* PROBLEM DETAILS *
Give back every record verbatim, but not the pictures.

─── MATERIALS PROVIDED

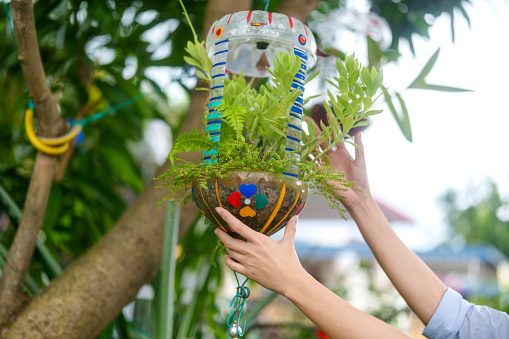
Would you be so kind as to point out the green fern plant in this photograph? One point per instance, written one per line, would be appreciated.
(254, 123)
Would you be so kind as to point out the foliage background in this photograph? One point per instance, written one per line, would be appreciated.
(98, 54)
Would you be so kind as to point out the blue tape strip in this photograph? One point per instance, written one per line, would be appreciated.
(210, 128)
(290, 174)
(292, 138)
(296, 109)
(211, 116)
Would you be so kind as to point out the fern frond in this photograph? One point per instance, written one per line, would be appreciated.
(191, 141)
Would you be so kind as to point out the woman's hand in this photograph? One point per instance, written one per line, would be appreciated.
(272, 264)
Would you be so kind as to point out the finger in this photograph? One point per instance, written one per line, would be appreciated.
(359, 152)
(237, 225)
(229, 242)
(290, 230)
(235, 255)
(234, 265)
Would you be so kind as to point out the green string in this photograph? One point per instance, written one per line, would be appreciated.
(239, 300)
(9, 18)
(113, 109)
(266, 2)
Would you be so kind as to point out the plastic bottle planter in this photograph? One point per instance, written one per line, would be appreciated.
(260, 200)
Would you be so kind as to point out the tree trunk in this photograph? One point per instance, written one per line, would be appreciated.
(50, 124)
(93, 289)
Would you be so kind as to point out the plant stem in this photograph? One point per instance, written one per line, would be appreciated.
(271, 149)
(253, 128)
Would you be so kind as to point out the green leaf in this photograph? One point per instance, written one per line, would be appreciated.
(325, 131)
(326, 159)
(312, 76)
(365, 77)
(402, 121)
(347, 124)
(278, 131)
(311, 128)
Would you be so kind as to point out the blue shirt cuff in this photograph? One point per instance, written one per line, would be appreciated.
(448, 317)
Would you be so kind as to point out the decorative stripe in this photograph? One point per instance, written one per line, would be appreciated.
(296, 109)
(297, 86)
(278, 206)
(300, 76)
(300, 54)
(291, 208)
(211, 116)
(223, 51)
(215, 103)
(216, 127)
(211, 211)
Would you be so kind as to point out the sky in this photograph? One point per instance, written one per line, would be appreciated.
(460, 139)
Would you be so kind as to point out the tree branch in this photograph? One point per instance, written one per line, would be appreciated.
(50, 124)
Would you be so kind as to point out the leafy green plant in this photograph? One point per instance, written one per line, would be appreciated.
(254, 123)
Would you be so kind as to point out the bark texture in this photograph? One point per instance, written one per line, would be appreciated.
(92, 291)
(50, 124)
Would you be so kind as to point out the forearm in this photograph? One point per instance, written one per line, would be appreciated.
(331, 314)
(414, 280)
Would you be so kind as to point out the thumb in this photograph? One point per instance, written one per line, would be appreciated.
(290, 230)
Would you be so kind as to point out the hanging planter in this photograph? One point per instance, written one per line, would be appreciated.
(263, 201)
(257, 163)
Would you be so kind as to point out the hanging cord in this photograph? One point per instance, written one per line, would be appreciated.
(238, 302)
(59, 145)
(266, 2)
(51, 146)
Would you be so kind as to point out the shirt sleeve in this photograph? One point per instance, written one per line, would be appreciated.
(456, 318)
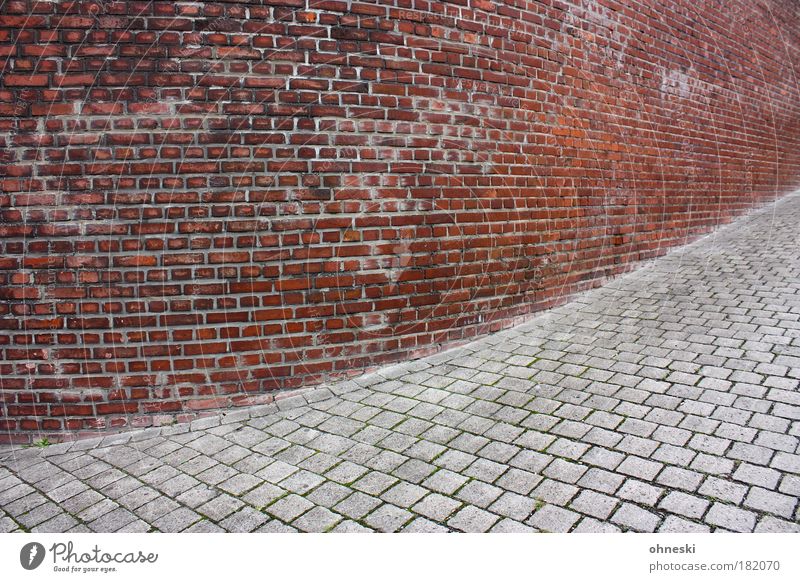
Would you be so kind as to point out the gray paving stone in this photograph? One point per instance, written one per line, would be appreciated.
(472, 519)
(422, 525)
(244, 520)
(771, 502)
(584, 417)
(674, 524)
(551, 518)
(731, 518)
(516, 507)
(684, 504)
(357, 505)
(318, 519)
(388, 518)
(289, 508)
(635, 518)
(436, 507)
(594, 504)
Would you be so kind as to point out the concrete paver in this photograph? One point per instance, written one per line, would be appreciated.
(667, 400)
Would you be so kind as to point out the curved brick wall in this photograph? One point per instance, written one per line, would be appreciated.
(203, 202)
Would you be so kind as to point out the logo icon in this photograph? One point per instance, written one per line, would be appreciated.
(31, 555)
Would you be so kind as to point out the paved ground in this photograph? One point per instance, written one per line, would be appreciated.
(666, 401)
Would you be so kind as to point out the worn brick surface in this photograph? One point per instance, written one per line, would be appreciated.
(462, 441)
(205, 203)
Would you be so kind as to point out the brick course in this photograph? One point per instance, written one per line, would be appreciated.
(204, 202)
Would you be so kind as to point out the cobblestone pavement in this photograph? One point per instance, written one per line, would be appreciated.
(667, 400)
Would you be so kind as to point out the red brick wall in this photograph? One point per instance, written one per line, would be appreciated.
(203, 202)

──────

* ANSWER AREA *
Would you be so kind as to point out the green fern plant in this photograph? One point per instance, written one per line, would be appreciated.
(254, 123)
Would you be so kind as to point out the foliage background in this photograph? One point per instance, written one per line, would be appreciated.
(98, 54)
Would you be so kind as to point out the blue tape strip in this photograph? One point per instance, written one per line, would be appreciated.
(210, 128)
(290, 174)
(292, 138)
(296, 109)
(211, 116)
Would you be so kind as to point out the fern frond in this photograph? One point per instance, written one per line, would be appreciated.
(191, 141)
Would you be so kind as to point out the woman's hand in this photograph? One point per instance, written one per line, would be appreciated.
(272, 264)
Would you be so kind as to point out the finger in this photograph? One point per instance, written one per line, would be appreciated.
(359, 152)
(237, 225)
(229, 242)
(290, 230)
(235, 255)
(234, 265)
Would you be so kind as to point out the green string in this photograph? One point per instance, written one per line, would be appreciated.
(239, 300)
(9, 18)
(113, 109)
(266, 2)
Would you be so kind as to point out the plastic bottle planter in this photograph? One point per instance, written one per line, would be appreciated.
(260, 200)
Would you be so kind as to point out the tree trunk in this photograph? One point per instance, written one per line, would be appreciated.
(50, 124)
(93, 289)
Would you be so kind as to point out the plant stem in this photograph? One point per instance, written one per line, would be appreciated.
(271, 149)
(253, 128)
Would you be so kind as to point out the green leaf in this photograph? One point per instance, written one per line, would be appreciated.
(325, 131)
(326, 159)
(312, 76)
(365, 77)
(402, 121)
(347, 124)
(278, 131)
(311, 128)
Would you be so kind as to point out the blue shirt cuff in this photograph? One point per instance, written one per line, would be appreciated.
(448, 317)
Would you be so kind as to point out the decorative stripe in this photograph? One point per instance, written one per line, would be appreciated.
(296, 109)
(297, 86)
(278, 206)
(300, 76)
(300, 54)
(291, 208)
(211, 116)
(223, 51)
(215, 103)
(216, 127)
(211, 211)
Would you be so kind as to point out the sky in this photograph? One point per instance, written one per line, would be appreciated.
(460, 139)
Would you be so kind as to point out the tree branch in this photograph? One point per instance, written one per line, would be appreciated.
(50, 124)
Would you be so kind as to point out the leafy green plant in this photograph? One point per instance, written one per line, would be appreciated.
(254, 123)
Would you be so kind as to point out the bark texture in this photograph? One point per instance, written one per line, would be appreciated.
(92, 291)
(50, 124)
Would you be so kind as to point out the forearm in this photograph? One point per instance, written one per line, would be appreciated.
(331, 314)
(414, 280)
Would you be so kind as to point out the thumb in this photograph? One point per instance, written one per line, would be appreciated.
(290, 230)
Would you be so kind as to point out the hanging planter in this photograph? One point per instance, written one per line, would be appreciated.
(263, 201)
(257, 163)
Would you be so kind as to point out the hanging cord in this photograph? One point per instance, written one per line, would be appreciated.
(238, 302)
(59, 145)
(266, 2)
(51, 146)
Would you be so kind as to point out the shirt sleeve in this photograph? One point per instance, written one per line, would be appreciated.
(456, 318)
Would you be so kind as to point out the gray paving stone in this photograph? One point per instance, written one per line, would be appreciated.
(472, 519)
(422, 525)
(244, 520)
(771, 502)
(584, 417)
(674, 524)
(551, 518)
(731, 518)
(516, 507)
(684, 504)
(357, 505)
(318, 519)
(388, 518)
(289, 508)
(635, 518)
(436, 507)
(594, 504)
Would you be so kind as to point out the concrete paver in this photograph? One point per instance, written one per line, would be appreciated.
(667, 400)
Would you be so kind as to point out the curved brick wall in this photograph? One point per instance, written one per line, would be appreciated.
(203, 202)
Would you be so kind as to point out the logo icon in this photograph? One point per instance, written one per line, would be appreciated.
(31, 555)
Would you be so kind as to point out the paved ground in this photograph? One point per instance, written one per line, would be appreciated.
(666, 401)
Would you be so kind as to point out the worn brick surface in this photograph? One point per instance, written one per line, would be appreciated.
(462, 441)
(205, 203)
Would you be so kind as to point out the brick course in this photograph? One point per instance, written one per line, would be appreciated.
(204, 202)
Would you be so kind as to point out the cobblestone pavement in this photograph? One point per instance, written one per line, would be appreciated.
(667, 400)
Would you be so kind as to point out the red brick wall in this photograph? One point per instance, written one per line, would be appreciated.
(203, 202)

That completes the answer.